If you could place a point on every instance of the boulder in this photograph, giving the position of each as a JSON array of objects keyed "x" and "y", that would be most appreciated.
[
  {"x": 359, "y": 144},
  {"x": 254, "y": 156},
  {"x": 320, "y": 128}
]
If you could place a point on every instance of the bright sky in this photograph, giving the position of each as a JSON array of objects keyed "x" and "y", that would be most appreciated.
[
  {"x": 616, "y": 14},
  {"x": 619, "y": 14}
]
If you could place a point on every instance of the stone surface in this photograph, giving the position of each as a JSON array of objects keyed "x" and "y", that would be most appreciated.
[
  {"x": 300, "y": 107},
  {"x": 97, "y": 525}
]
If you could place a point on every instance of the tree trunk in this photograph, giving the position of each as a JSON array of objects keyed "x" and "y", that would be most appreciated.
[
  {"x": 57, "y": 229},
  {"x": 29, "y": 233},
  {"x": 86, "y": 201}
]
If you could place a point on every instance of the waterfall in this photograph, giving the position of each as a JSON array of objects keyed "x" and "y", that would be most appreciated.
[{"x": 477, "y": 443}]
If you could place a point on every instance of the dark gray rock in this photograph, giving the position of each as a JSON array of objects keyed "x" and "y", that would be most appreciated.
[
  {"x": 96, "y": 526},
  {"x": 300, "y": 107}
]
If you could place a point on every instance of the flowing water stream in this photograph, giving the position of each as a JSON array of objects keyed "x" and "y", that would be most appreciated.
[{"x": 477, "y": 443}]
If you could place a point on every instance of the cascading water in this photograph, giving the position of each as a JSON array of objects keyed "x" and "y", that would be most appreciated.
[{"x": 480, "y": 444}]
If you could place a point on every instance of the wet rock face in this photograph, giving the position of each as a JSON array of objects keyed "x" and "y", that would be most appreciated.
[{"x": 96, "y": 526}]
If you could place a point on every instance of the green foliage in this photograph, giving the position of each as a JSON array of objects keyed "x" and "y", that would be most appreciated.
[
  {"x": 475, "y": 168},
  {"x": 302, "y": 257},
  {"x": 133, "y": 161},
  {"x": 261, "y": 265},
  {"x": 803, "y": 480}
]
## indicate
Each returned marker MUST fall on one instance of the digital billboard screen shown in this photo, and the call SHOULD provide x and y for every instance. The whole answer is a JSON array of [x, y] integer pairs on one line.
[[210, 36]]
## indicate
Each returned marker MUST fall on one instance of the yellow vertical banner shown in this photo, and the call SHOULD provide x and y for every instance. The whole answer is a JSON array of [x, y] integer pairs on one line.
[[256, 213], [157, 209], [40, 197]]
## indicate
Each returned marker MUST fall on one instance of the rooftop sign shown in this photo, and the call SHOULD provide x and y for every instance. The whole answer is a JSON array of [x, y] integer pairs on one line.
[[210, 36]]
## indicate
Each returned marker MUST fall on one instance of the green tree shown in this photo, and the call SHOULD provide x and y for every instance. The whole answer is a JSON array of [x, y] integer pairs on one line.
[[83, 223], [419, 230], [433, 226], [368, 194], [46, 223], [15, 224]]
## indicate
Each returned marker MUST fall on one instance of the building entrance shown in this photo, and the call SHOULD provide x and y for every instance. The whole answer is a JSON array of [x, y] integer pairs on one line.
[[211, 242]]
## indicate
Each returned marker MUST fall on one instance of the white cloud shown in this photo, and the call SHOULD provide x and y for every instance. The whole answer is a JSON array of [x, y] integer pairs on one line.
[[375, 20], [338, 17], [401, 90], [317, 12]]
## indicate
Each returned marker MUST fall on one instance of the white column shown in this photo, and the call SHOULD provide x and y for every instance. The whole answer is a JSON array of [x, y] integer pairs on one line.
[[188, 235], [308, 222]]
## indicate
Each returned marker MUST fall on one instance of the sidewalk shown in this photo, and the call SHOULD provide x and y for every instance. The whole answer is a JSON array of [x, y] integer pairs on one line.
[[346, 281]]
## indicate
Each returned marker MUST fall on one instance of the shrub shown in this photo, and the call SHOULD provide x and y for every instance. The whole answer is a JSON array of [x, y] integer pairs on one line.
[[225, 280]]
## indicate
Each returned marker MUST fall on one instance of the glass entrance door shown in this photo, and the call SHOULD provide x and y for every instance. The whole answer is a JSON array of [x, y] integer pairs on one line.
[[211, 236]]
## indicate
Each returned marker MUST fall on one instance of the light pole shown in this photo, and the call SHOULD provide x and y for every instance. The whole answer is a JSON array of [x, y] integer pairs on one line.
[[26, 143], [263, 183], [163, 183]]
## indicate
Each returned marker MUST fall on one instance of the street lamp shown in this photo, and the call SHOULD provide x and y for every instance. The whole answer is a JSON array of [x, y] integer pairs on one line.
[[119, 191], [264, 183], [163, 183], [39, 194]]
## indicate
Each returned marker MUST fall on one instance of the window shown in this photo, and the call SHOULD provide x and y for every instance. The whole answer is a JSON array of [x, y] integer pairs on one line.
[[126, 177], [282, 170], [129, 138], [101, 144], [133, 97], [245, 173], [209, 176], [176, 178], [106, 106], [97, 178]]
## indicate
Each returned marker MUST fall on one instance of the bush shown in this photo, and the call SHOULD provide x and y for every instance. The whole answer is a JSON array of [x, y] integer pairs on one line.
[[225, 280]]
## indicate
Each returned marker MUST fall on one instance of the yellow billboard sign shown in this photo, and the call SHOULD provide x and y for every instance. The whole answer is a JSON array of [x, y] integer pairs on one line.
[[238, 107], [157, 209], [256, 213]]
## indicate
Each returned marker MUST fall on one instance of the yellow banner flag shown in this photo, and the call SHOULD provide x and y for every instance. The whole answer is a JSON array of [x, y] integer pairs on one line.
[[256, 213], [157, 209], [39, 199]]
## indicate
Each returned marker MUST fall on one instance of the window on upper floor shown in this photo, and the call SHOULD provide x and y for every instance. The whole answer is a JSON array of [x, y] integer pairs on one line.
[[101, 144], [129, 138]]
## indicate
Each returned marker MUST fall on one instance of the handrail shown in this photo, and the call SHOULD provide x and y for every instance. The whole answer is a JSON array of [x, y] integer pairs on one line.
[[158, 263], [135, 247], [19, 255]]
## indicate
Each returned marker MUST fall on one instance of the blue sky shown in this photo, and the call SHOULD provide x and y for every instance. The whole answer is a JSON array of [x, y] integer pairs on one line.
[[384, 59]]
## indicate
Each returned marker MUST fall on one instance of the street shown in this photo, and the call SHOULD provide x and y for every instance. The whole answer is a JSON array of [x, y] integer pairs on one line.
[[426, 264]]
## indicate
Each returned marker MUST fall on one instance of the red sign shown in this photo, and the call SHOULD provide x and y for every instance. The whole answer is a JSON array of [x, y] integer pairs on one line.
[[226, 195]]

◆ ◆ ◆ ◆ ◆ ◆ ◆

Task item >>
Copy out the records above exactly and completely.

Exercise response >>
If you could place a point on every instance of the boulder in this photograph, giving the position of each as a JSON array of objects keyed "x" and "y", that would be most appreciated.
[
  {"x": 359, "y": 144},
  {"x": 254, "y": 156},
  {"x": 320, "y": 128}
]
If you could place a point on every instance of the bright sky in this photograph, giving the position of each as a JSON array of objects keyed "x" and "y", that would be most appreciated.
[
  {"x": 616, "y": 14},
  {"x": 619, "y": 14}
]
If you could place a point on every instance of the stone surface in this photograph, giving the position of each as a JSON array of objects keyed "x" and "y", that would be most appreciated.
[
  {"x": 300, "y": 107},
  {"x": 97, "y": 525}
]
If you could place a point on every instance of the tree trunk in this photograph, giving the position of each as a JSON array of objects keyed "x" and "y", that would be most appreciated.
[
  {"x": 57, "y": 229},
  {"x": 29, "y": 233},
  {"x": 86, "y": 201}
]
If you could place a point on every instance of the waterfall in this photograph, giving the position of each as a JSON array of objects keyed "x" and "y", that would be most appreciated.
[{"x": 477, "y": 443}]
If you could place a point on every instance of the dark gray rock in this photograph, giving the position of each as a JSON array of objects keyed "x" and "y", that would be most appreciated.
[
  {"x": 96, "y": 526},
  {"x": 300, "y": 107}
]
If you could place a point on every instance of the flowing water stream in this photograph, giving the position of each as a JSON array of objects keyed "x" and "y", that would be most appreciated.
[{"x": 477, "y": 443}]
If you could place a point on every instance of the cascading water in this photograph, giving the position of each as a JSON array of objects keyed "x" and "y", that would be most appreciated.
[{"x": 480, "y": 444}]
If you could place a point on every instance of the wet rock face in this photograph, giving the position of each as a JSON array of objects keyed "x" and "y", that would be most appreciated.
[{"x": 96, "y": 526}]
If you could place a point on every instance of the green foliage in this photograph, giving the position of each as a JSON array of objects keyed "x" and "y", that would be most appreciated.
[
  {"x": 475, "y": 168},
  {"x": 302, "y": 257},
  {"x": 133, "y": 161},
  {"x": 261, "y": 265},
  {"x": 803, "y": 480}
]
## indicate
Each returned marker MUST fall on one instance of the digital billboard screen shown in this photo, and the call SHOULD provide x and y for every instance. The whole answer is a JSON array of [x, y] integer pairs on one line.
[[210, 36]]
## indicate
Each returned marker MUST fall on one instance of the yellow vertical banner shown in this photo, and the call SHOULD provide x and y for every instance. The whole answer is a JSON array of [x, y] integer pairs on one line.
[[256, 213], [157, 209], [40, 197]]
## indicate
Each returned marker MUST fall on one instance of the rooftop sign shown in this photo, and the call SHOULD provide x and y for every instance. The whole answer is a JSON array of [x, y] integer pairs on one line.
[[210, 36]]
## indicate
Each returned marker MUST fall on one instance of the green tree shown in this photo, and the call SHOULD provide x and y for every instance. The whole answer is a JSON array of [x, y] integer pairs on one line.
[[83, 223], [419, 230], [433, 226], [368, 194], [46, 223], [15, 224]]
## indicate
Each returned marker MUST fall on one instance of the building entrance shown in this photo, and the call SHOULD provide x and y for every instance. The whole answer is a JSON array of [x, y] integer pairs on one line.
[[211, 242]]
## indicate
Each returned marker MUST fall on one instance of the white cloud shown in this photo, and the call SHOULD provide x and y for every instance. The whole answer is a JSON array of [x, y] integer pairs on one line.
[[375, 20], [338, 17], [401, 90], [317, 12]]
## indicate
Each returned marker MUST fall on one instance of the white column shown in this photo, and the call SHOULD provide x and y for every instance. The whole answer is a JSON array of [x, y] integer pairs on one line.
[[188, 235], [308, 222]]
## indicate
Each returned marker MUST fall on one instance of the sidewalk shown in this photo, and the call SHOULD provide x and y for every instance. The whole answer is a JSON array of [x, y] integer pairs on one line.
[[346, 281]]
## indicate
Each returned marker MUST fall on one instance of the shrub shown in this photo, and the call SHOULD provide x and y for every instance. The whole answer is a JSON array of [x, y] integer pairs on one line.
[[225, 280]]
## indicate
Each returned marker MUST fall on one instance of the glass entrance door shown in this photo, and the call SHOULD provide x and y for every instance. The whole answer is a JSON array of [x, y] integer pairs on one line.
[[211, 236]]
## indicate
Each returned marker MUST fall on one instance of the light pole shown in this photo, and the call SHOULD provide x and y for every instance. The whole answer is a JSON array of [x, y] integer pairs on one line.
[[26, 143], [263, 183], [163, 183]]
## indicate
Each returned marker MUST fall on one instance of the street lamp shown in this photo, and the call SHOULD provide x and y for every instance. The whole answer is a JSON array of [x, y] integer pairs on one line.
[[119, 191], [264, 183], [163, 183], [39, 194]]
## indicate
Each returned marker MUST fall on one instance of the window shown in this photo, and the call SHOULD provide x and y for every instance. The whole answer is a JSON array of [x, y] integer pairs on one line.
[[126, 177], [282, 170], [129, 138], [101, 144], [133, 97], [245, 173], [209, 176], [176, 178], [106, 106], [97, 178]]
## indicate
Each returned marker MUST fall on one instance of the bush shown in this photo, and the call SHOULD provide x and y for every instance. The whole answer is a JSON array of [x, y] integer pairs on one line.
[[225, 280]]
## indicate
Each returned marker MUST fall on one instance of the yellow billboard sign shown in this photo, and the call SHOULD provide x and y for every instance. The whole answer is a JSON array of [x, y] integer pairs on one line.
[[238, 107], [157, 209], [256, 213]]
## indicate
Each returned marker MUST fall on one instance of the yellow banner flag shown in this photo, and the call SHOULD provide x and y for every instance. The whole answer is a JSON array of [x, y] integer pairs on one line.
[[256, 213], [157, 209], [39, 199]]
## indicate
Each returned marker MUST fall on one instance of the window on upper floor shown in this photo, and the call SHOULD provide x and y for every instance. The whole answer is a JSON array of [x, y] integer pairs on one line.
[[101, 144], [129, 138]]
## indicate
Each returned marker MUST fall on one instance of the handrail shown in this photo, and the call SHOULD provide x and y for every instance. The whole answer is a JSON array of [x, y] integer pairs on one line.
[[158, 263], [135, 247], [19, 255]]
## indicate
Each returned marker MUST fall on one instance of the blue sky shown in this photo, and the call SHOULD provide x and y for every instance. The whole answer is a JSON array of [x, y] integer pairs on one line.
[[384, 59]]
## indicate
Each returned marker MUST fall on one instance of the street shown in this photo, and the call SHOULD provide x and y for every instance. The whole answer is a JSON array of [x, y] integer pairs on one line.
[[426, 264]]
## indicate
Each returned marker MUST fall on one instance of the red sign shown in this photo, and the call SHOULD provide x and y for every instance. The whole answer is a JSON array of [x, y] integer pairs on one line.
[[226, 195]]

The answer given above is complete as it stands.